**Exercise description:**
Can you output the listing below as a JSON list of strings, one string per line, with blank lines left out?

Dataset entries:
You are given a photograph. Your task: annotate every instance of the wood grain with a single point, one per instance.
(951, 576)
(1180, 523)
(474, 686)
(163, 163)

**Task answer:**
[
  "You are given a photograph. Your task: annotate every instance of the wood grain with a single point, one per instance.",
  "(951, 576)",
  "(1180, 523)",
  "(474, 686)",
  "(163, 163)"
]